# EXERCISE INSTRUCTIONS:
Go through the records below and copy out every line holding "dirt".

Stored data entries
* * * *
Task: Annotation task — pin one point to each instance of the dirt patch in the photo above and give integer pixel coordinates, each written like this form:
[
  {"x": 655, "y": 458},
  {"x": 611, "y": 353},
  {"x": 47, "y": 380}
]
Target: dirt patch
* * * *
# RESULT OF THIS TASK:
Task: Annotation task — pin one point to each instance of the dirt patch in the photo above and give integer pixel coordinates, each written like this form:
Target: dirt patch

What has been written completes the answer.